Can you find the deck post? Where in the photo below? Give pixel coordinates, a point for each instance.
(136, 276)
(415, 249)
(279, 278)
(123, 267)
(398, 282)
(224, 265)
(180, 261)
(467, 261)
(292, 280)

EXERCISE –
Please quote the rows above word for word.

OUTPUT BELOW –
Can you find the deck post? Where in the photo below? Give pixel coordinates, a point for each instance.
(136, 276)
(415, 249)
(279, 278)
(123, 267)
(398, 282)
(224, 265)
(180, 261)
(467, 261)
(292, 280)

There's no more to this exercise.